## MATERI YANG DISEDIAKAN
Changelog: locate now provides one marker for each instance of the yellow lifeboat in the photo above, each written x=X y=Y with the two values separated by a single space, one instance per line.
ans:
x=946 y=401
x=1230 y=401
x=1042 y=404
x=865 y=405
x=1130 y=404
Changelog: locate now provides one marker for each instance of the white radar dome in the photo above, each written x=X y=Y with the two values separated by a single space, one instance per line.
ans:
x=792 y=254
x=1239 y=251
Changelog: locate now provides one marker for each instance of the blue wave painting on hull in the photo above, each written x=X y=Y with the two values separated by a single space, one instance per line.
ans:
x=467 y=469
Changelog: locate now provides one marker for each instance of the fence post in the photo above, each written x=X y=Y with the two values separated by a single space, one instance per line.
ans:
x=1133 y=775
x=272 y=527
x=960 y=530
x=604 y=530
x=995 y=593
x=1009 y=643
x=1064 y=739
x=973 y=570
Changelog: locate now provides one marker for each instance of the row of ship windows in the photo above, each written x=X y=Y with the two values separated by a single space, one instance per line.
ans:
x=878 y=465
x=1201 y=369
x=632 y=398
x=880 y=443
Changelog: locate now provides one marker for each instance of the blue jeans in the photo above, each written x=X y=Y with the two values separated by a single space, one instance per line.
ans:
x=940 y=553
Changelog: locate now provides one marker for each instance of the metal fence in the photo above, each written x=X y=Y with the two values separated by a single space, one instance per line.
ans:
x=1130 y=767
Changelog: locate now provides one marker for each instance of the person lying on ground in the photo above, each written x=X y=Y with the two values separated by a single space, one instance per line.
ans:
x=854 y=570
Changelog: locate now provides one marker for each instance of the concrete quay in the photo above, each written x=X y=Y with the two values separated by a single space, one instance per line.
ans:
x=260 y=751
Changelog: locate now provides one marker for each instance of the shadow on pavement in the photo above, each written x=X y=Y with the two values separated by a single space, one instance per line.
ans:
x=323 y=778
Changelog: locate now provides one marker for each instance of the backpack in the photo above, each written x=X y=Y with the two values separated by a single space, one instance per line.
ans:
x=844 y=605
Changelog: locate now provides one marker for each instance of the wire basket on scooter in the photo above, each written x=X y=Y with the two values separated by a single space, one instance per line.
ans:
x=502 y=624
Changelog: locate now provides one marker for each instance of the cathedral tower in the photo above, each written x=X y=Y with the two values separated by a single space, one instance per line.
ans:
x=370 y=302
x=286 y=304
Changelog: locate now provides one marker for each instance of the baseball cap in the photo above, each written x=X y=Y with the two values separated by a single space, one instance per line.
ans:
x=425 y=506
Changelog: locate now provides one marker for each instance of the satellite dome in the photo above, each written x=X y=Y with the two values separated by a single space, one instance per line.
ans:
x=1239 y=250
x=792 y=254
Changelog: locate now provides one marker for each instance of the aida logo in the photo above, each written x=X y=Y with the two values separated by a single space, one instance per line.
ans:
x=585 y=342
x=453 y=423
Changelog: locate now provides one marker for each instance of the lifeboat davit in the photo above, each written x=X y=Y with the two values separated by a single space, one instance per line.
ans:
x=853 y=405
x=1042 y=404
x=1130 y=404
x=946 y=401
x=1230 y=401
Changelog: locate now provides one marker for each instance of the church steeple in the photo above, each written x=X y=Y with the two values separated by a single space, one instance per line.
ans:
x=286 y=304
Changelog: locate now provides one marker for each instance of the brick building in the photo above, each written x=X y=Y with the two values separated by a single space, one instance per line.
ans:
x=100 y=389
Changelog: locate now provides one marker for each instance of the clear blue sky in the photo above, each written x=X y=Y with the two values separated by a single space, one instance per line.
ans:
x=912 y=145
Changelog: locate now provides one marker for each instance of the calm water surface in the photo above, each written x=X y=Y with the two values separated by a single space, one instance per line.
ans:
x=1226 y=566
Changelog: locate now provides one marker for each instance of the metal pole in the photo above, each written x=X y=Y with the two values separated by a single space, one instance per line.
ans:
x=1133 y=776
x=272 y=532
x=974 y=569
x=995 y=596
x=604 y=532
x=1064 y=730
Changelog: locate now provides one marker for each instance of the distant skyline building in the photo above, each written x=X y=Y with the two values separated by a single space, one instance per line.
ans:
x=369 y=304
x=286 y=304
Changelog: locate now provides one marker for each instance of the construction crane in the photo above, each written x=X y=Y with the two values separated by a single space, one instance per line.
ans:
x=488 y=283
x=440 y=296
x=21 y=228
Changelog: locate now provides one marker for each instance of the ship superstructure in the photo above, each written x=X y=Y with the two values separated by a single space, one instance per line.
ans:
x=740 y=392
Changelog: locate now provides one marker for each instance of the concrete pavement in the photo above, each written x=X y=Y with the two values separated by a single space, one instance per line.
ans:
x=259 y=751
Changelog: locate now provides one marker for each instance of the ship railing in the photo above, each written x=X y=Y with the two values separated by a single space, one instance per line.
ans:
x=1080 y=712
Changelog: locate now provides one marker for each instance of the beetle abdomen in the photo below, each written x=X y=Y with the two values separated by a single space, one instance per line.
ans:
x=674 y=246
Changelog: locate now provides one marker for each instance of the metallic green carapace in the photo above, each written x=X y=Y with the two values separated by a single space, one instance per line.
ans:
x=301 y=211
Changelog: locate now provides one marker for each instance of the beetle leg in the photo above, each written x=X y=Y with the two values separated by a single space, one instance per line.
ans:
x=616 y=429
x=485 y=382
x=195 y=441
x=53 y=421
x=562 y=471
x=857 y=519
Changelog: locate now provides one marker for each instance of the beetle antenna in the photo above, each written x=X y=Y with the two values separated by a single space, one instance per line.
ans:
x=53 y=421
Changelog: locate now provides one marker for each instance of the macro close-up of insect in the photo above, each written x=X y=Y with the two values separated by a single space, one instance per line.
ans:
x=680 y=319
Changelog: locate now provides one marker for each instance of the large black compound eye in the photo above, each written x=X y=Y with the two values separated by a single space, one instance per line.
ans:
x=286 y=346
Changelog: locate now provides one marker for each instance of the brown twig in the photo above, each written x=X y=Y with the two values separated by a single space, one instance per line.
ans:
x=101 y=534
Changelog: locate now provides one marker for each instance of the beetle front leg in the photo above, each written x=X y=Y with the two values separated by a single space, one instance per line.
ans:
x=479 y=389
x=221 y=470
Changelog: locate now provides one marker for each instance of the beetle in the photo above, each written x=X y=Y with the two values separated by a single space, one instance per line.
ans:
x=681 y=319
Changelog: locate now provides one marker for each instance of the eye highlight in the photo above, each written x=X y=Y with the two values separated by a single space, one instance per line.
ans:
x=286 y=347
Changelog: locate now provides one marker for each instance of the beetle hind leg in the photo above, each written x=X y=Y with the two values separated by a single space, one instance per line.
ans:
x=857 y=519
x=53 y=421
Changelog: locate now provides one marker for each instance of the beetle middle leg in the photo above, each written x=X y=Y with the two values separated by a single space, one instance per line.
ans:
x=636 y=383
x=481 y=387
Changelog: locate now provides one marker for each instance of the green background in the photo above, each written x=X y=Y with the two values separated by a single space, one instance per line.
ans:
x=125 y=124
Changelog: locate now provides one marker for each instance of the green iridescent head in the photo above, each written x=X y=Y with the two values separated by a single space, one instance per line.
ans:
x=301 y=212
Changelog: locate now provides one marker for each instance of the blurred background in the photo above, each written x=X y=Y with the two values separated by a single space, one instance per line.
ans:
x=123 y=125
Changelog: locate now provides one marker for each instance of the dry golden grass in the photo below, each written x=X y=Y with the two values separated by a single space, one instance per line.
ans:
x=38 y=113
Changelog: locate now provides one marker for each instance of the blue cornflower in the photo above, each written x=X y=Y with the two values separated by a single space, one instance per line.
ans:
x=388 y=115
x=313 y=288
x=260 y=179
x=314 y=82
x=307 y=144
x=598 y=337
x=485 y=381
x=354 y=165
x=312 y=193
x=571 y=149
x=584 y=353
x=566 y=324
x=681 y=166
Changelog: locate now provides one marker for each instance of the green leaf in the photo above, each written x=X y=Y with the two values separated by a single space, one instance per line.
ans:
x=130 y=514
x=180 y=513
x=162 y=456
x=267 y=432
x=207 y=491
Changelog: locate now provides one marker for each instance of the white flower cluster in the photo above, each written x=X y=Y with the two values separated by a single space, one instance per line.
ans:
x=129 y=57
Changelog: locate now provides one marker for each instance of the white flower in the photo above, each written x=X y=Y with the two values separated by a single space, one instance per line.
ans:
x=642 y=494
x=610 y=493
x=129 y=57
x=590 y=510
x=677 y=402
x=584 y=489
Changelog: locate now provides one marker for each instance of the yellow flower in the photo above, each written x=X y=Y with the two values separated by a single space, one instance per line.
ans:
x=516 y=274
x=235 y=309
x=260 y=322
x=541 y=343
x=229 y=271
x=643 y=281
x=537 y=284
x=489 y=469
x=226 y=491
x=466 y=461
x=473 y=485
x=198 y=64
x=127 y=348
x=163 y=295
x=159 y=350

## DESKRIPSI LATIHAN
Cetak ulang tanpa perubahan baris-baris catatan di atas. Mulailah dari baris yang memuat "the green leaf" dan berhentilah setelah baris yang memuat "x=584 y=489", dengan kedua baris itu ikut dicetak.

## JAWABAN LATIHAN
Changelog: locate now provides one marker for each instance of the green leaf in the photo above, each written x=X y=Y with the two values separated by a single space, one instance per line.
ans:
x=130 y=514
x=180 y=513
x=162 y=456
x=267 y=432
x=207 y=491
Changelog: locate now provides one marker for each instance of the white flower cluster in the photo above, each written x=X y=Y with the two values separated by a single space, one instance per line.
ans:
x=129 y=57
Changelog: locate now provides one marker for each instance of the white flower in the photo above, each written x=X y=Y with the two values separated by a single space, one instance per line.
ans:
x=642 y=494
x=610 y=493
x=129 y=57
x=590 y=510
x=677 y=402
x=584 y=489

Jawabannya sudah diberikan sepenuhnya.